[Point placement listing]
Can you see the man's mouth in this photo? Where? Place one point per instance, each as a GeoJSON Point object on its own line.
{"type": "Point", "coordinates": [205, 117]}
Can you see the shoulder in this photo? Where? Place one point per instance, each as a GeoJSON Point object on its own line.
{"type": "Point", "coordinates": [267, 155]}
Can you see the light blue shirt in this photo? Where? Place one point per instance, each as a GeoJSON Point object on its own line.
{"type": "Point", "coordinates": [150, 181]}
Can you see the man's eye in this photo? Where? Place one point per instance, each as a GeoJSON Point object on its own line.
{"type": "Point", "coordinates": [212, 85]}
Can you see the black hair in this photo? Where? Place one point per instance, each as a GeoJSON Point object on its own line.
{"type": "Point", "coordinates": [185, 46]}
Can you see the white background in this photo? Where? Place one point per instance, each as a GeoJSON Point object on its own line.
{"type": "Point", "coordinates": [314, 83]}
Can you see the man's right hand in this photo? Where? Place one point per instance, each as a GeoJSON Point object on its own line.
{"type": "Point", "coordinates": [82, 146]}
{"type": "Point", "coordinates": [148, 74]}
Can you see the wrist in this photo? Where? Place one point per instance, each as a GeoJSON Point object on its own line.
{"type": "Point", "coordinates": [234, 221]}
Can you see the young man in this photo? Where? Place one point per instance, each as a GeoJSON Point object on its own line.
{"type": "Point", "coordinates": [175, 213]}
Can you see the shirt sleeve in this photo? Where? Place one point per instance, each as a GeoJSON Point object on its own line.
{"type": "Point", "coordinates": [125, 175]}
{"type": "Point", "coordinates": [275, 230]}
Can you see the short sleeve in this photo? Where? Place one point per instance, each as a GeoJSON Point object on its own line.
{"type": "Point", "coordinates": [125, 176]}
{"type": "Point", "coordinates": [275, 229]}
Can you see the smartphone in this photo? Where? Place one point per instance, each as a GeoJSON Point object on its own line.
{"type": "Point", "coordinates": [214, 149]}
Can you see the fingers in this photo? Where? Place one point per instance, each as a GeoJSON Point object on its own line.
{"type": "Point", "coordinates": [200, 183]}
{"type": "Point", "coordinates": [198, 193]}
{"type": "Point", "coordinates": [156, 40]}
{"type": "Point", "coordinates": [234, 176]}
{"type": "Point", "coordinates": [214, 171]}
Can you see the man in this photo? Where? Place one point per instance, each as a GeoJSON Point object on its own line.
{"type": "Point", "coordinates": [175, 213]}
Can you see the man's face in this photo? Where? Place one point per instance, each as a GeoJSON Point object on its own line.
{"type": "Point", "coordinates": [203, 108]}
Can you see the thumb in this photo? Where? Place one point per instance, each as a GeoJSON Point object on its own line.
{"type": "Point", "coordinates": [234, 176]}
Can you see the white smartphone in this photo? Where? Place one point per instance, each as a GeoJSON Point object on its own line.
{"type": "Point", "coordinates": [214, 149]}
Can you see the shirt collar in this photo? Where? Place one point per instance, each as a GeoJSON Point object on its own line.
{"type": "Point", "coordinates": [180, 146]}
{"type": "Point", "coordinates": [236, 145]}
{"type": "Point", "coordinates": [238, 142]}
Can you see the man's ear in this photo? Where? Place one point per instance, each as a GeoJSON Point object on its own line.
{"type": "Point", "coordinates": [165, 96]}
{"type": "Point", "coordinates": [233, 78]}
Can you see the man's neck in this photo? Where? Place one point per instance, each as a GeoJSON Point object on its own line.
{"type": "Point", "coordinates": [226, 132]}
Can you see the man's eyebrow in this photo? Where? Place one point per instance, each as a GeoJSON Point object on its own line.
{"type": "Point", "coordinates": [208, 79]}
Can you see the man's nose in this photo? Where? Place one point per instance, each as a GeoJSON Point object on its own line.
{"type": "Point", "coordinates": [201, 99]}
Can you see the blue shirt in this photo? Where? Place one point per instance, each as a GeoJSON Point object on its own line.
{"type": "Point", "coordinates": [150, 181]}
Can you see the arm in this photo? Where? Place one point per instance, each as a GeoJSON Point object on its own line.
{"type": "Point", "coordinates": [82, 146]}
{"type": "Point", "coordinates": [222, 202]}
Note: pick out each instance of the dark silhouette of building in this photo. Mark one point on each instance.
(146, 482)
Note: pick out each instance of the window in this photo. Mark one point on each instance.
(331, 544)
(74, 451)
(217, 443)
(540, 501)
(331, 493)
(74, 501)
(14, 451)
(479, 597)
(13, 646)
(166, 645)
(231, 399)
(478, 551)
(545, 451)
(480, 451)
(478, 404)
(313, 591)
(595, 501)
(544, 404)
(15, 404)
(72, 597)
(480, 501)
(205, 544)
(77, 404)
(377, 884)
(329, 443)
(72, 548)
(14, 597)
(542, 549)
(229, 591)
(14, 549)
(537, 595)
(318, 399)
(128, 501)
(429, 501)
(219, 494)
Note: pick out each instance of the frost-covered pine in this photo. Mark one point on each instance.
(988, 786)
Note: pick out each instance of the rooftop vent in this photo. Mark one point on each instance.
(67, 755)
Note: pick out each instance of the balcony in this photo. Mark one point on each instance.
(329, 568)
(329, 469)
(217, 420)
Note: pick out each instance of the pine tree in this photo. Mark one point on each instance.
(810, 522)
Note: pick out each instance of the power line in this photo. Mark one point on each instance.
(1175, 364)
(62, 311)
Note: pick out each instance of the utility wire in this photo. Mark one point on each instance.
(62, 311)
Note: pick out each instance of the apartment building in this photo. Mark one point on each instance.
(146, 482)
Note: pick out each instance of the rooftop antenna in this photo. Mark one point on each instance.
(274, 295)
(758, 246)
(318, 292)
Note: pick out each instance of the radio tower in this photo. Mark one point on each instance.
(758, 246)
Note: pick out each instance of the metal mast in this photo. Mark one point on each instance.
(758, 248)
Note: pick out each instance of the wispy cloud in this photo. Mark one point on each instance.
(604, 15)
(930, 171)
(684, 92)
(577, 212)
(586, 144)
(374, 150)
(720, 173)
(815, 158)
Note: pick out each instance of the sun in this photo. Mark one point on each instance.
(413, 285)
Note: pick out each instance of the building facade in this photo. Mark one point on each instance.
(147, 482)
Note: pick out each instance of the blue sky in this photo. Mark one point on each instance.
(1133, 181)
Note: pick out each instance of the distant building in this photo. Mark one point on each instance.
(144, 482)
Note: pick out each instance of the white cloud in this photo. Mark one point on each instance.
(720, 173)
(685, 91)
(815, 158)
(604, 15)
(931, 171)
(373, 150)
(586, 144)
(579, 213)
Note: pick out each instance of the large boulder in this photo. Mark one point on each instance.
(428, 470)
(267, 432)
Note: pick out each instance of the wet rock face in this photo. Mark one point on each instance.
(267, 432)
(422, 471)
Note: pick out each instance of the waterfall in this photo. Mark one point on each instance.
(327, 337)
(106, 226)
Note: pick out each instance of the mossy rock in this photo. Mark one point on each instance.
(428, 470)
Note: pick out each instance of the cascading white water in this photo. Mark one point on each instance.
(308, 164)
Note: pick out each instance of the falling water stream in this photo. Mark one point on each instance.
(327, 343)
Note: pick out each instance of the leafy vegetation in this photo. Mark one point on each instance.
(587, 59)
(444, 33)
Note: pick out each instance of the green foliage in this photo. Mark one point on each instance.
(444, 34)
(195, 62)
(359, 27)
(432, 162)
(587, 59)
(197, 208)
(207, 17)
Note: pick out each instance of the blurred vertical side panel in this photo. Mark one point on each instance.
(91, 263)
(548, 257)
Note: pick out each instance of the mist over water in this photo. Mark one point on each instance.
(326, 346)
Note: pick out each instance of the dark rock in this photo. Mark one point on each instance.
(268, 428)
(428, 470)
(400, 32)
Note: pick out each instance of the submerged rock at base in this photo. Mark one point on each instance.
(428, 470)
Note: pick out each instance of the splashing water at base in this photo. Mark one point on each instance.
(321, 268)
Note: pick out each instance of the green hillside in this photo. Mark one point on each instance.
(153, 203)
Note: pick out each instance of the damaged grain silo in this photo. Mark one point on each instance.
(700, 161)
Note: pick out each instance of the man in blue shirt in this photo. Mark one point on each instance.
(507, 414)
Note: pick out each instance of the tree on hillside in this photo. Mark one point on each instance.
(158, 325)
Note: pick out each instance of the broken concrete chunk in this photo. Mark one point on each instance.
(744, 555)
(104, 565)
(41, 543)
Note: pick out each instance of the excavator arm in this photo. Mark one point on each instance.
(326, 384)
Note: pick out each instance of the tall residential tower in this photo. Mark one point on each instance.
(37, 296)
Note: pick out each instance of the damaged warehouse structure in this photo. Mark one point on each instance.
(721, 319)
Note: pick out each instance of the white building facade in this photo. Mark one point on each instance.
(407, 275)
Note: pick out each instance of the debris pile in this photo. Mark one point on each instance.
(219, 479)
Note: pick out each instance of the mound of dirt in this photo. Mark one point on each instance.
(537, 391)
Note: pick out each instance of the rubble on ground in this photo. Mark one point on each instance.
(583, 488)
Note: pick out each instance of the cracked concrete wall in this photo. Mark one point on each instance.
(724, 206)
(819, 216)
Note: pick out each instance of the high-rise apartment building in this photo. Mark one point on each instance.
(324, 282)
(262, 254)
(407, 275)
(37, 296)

Set exercise
Starting with the line containing "Note: pick out each instance of the splashing" and running through the end of the listing, reproduce every line, requests included, scaling each point coordinate in the answers by 2.05 and rounding to whole numbers, with halves rounded up.

Solution
Note: pick out each instance of the splashing water at base in this photo. Mark one point on each instance.
(658, 549)
Note: pick out each instance of the green hillside in this photo. Mark one point on each instance.
(314, 416)
Note: pick out each instance of the damaged grain silo in this photo. Mark one point on each instance.
(1435, 330)
Note: pick out each instance of the man in blue shirt in this photo. Mark one point on each instance.
(1039, 849)
Note: pick out each instance of the tree on hillside in this photo. Mark one point on each instance.
(324, 666)
Note: pick out each instance of the broken concrete chunk in this photo. Mark one point on each instance.
(1525, 1138)
(213, 1158)
(84, 1113)
Note: pick out each instance of the excavator arm in this photo. Mark one point on each instance.
(668, 787)
Note: pick out each instance of the tall residential tower in this photo. Mark one point on each instance.
(76, 607)
Note: pick out each instance of the damaged warehouse structure in this photo. Mark one point on each instance.
(1478, 654)
Note: pick out each instance of the white building facade in this photo. Mark one point on each instance.
(834, 564)
Note: pick out each instance of the debris pile in this photo. Mark one point on each instance.
(449, 982)
Note: pick out each instance of the mound of dirt in this photo. Mark one point on each instance.
(1101, 802)
Note: pick out each instance of the rubble on ground in this photo. Mark one point on each instance.
(1195, 1000)
Note: pick out each instance of the cracked concrete wall in this photo. Mark one point on each instance.
(1484, 422)
(1679, 443)
Note: pick out each instance of the high-rise apartment building in this photo. Mark one point on each instance.
(664, 578)
(537, 521)
(834, 564)
(76, 607)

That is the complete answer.